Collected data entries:
* * * * *

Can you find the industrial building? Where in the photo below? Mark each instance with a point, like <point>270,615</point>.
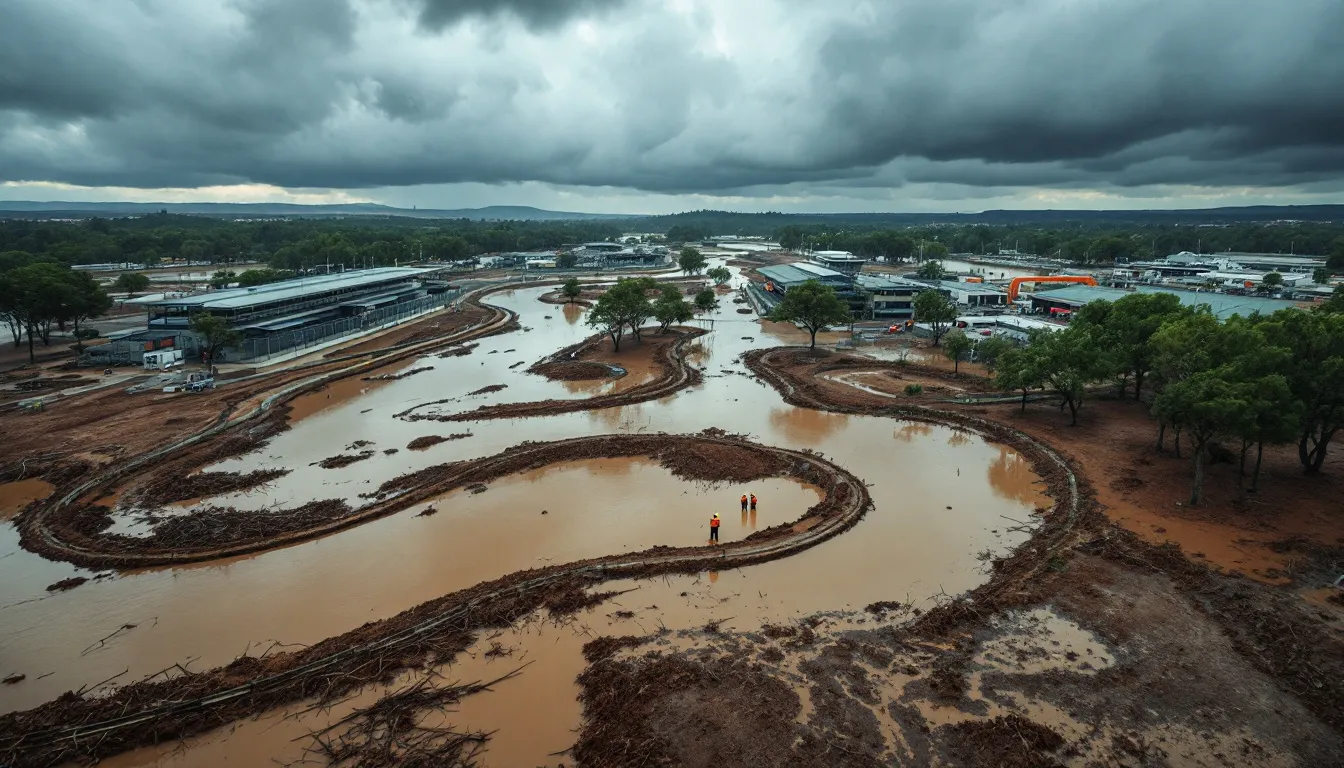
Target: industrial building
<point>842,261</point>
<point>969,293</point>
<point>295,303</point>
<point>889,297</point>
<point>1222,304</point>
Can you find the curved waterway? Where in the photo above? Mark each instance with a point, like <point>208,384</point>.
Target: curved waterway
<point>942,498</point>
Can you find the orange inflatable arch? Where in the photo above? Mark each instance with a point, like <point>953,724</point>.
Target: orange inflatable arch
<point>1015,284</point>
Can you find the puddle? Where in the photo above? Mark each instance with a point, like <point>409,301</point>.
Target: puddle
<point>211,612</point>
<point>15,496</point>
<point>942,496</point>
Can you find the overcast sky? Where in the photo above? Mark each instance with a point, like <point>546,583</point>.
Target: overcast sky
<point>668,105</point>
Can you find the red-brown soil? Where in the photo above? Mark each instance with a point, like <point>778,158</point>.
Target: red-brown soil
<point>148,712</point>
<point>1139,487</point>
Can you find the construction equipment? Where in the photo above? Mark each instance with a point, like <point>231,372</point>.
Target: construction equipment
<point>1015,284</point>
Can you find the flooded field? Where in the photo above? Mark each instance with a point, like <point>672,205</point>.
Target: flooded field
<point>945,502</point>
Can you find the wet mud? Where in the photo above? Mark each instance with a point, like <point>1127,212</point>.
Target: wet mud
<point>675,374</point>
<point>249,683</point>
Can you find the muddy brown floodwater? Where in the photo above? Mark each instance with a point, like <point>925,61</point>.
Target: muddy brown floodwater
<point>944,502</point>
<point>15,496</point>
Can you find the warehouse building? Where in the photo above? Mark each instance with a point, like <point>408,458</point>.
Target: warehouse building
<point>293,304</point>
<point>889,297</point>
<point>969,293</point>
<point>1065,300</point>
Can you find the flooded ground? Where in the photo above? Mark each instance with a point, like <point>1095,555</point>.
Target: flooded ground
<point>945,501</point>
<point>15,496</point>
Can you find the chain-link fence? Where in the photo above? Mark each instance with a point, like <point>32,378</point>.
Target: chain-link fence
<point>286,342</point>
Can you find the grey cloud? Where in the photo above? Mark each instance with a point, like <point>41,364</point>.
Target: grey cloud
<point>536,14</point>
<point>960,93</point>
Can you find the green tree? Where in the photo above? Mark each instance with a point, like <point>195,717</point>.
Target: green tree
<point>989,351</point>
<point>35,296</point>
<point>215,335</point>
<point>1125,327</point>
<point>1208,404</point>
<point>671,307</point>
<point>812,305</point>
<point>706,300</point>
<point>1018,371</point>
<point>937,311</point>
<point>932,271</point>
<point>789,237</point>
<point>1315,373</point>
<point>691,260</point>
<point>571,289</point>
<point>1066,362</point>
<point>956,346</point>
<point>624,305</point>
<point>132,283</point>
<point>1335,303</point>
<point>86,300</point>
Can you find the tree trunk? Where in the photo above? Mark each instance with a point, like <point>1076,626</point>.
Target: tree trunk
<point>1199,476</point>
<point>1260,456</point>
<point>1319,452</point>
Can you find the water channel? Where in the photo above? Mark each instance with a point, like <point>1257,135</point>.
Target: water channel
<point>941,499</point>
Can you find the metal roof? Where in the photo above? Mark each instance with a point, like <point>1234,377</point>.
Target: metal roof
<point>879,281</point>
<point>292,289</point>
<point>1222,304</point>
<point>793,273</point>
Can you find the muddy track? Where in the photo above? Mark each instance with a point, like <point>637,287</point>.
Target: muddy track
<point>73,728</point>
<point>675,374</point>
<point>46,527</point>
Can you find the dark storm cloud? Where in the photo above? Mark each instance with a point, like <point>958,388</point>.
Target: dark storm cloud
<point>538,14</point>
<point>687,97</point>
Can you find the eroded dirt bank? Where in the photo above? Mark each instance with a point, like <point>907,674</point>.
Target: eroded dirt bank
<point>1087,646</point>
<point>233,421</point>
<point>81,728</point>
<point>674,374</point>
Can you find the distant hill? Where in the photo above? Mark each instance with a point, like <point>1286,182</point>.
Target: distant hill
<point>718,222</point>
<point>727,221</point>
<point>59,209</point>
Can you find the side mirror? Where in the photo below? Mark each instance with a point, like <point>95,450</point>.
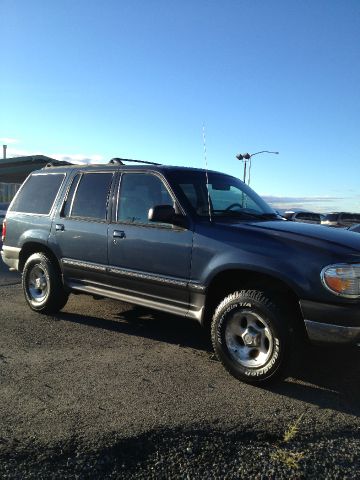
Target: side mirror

* * * * *

**Job**
Convert the collected data entries above into a numbered list, skipping any blank lines. Cover every item, and leave the pictures out of your answer.

**Full response**
1. Can you find the industrial building? Where in the photo below? Mark each instance with a point, like <point>270,615</point>.
2. Target: industrial building
3. <point>842,261</point>
4. <point>969,293</point>
5. <point>295,303</point>
6. <point>889,297</point>
7. <point>1222,304</point>
8. Can you find the curved waterway? Where in the photo above? Mark each instance with a point, like <point>208,384</point>.
9. Target: curved waterway
10. <point>942,498</point>
11. Can you find the orange inflatable arch? Where in the photo above? Mark each instance with a point, like <point>953,724</point>.
12. Target: orange inflatable arch
13. <point>1015,284</point>
14. Can you find the puddle? Where in the photo above? Mark each instance with a point, like <point>409,301</point>.
15. Target: puddle
16. <point>211,612</point>
17. <point>15,496</point>
18. <point>942,496</point>
19. Can you find the overcast sky? Where in the photo above? Mark each instance with a point, like <point>546,583</point>.
20. Target: overcast sky
21. <point>668,105</point>
22. Can you find the red-brown soil? Where in the photo above? Mark each instance with a point, like <point>778,158</point>.
23. Target: red-brown soil
24. <point>148,712</point>
25. <point>1139,487</point>
26. Can you find the construction equipment? Where in the photo above? Mark each instance with a point, like <point>231,372</point>.
27. Target: construction equipment
28. <point>1015,284</point>
29. Can you find the flooded field? Where in the photo above? Mark each instance with a point, like <point>672,205</point>.
30. Target: flooded field
31. <point>945,502</point>
32. Can you find the wet mud? Where in the photo above? Mark each instance with a point, like <point>1127,212</point>.
33. Target: wet mud
34. <point>675,374</point>
35. <point>249,683</point>
36. Can you find the muddy brown floodwater? Where in the photo above? Mark each instance with a point, like <point>925,61</point>.
37. Target: muddy brown floodwater
38. <point>944,502</point>
39. <point>15,496</point>
40. Can you find the warehouse building? Where in the photo above? Mark each instance with a point, like <point>408,458</point>.
41. Target: warehouse building
42. <point>293,304</point>
43. <point>889,297</point>
44. <point>969,293</point>
45. <point>1065,300</point>
46. Can you find the flooded ground? Where in the photo above? Mark each instance with a point, like <point>1095,555</point>.
47. Target: flooded ground
48. <point>945,501</point>
49. <point>15,496</point>
50. Can you find the chain-link fence? Where in the photo above? Mark each instance with a point, like <point>32,378</point>.
51. Target: chain-link fence
52. <point>286,342</point>
53. Can you find the grey cloud? Where in the photo above? Mark each instance with a point, like <point>41,364</point>.
54. Target: grey cloud
55. <point>536,14</point>
56. <point>960,93</point>
57. Can you find the green tree? Where in the photo above? Mark each instance with a point, like <point>195,717</point>.
58. Target: green tree
59. <point>989,351</point>
60. <point>35,296</point>
61. <point>215,335</point>
62. <point>1125,327</point>
63. <point>1208,404</point>
64. <point>671,307</point>
65. <point>812,305</point>
66. <point>706,300</point>
67. <point>1018,371</point>
68. <point>937,311</point>
69. <point>932,271</point>
70. <point>789,237</point>
71. <point>1315,373</point>
72. <point>691,260</point>
73. <point>571,289</point>
74. <point>1066,362</point>
75. <point>956,346</point>
76. <point>624,305</point>
77. <point>132,283</point>
78. <point>1335,303</point>
79. <point>86,300</point>
80. Can you find the tree trunk? Where in the photo above? Mark each instance with a point, like <point>1076,626</point>.
81. Target: tree trunk
82. <point>1199,476</point>
83. <point>1260,456</point>
84. <point>1319,452</point>
85. Can you find the water channel? Where in the photo above? Mark each instance with a point, like <point>1257,135</point>.
86. Target: water channel
87. <point>941,499</point>
88. Can you find the metal roof? Where in the photo above? Mark each instance with a point, like <point>1234,377</point>.
89. Target: metal roof
90. <point>879,281</point>
91. <point>292,289</point>
92. <point>1222,304</point>
93. <point>793,273</point>
94. Can you find the muddy track? Where in the photo above? Mark each instance with a point, like <point>637,287</point>.
95. Target: muddy track
96. <point>73,728</point>
97. <point>675,374</point>
98. <point>46,527</point>
99. Can you find the dark storm cloud? Where in the photo above? Mark each instance with a point, like <point>958,388</point>.
100. Target: dark storm cloud
101. <point>538,14</point>
102. <point>687,97</point>
103. Can you find the eroded dirt bank? Where in the photo above? Mark each instance with a point, like <point>907,674</point>.
104. Target: eroded dirt bank
105. <point>1087,646</point>
106. <point>233,421</point>
107. <point>81,728</point>
108. <point>674,374</point>
109. Can you find the distant hill? Where in the photo above? Mark each instance with a point, like <point>1286,182</point>.
110. Target: distant hill
111. <point>718,222</point>
112. <point>727,221</point>
113. <point>59,209</point>
114. Can you find the side mirror? Where in the photo below? Mark each instance with a point, like <point>95,450</point>.
115. Target: side mirror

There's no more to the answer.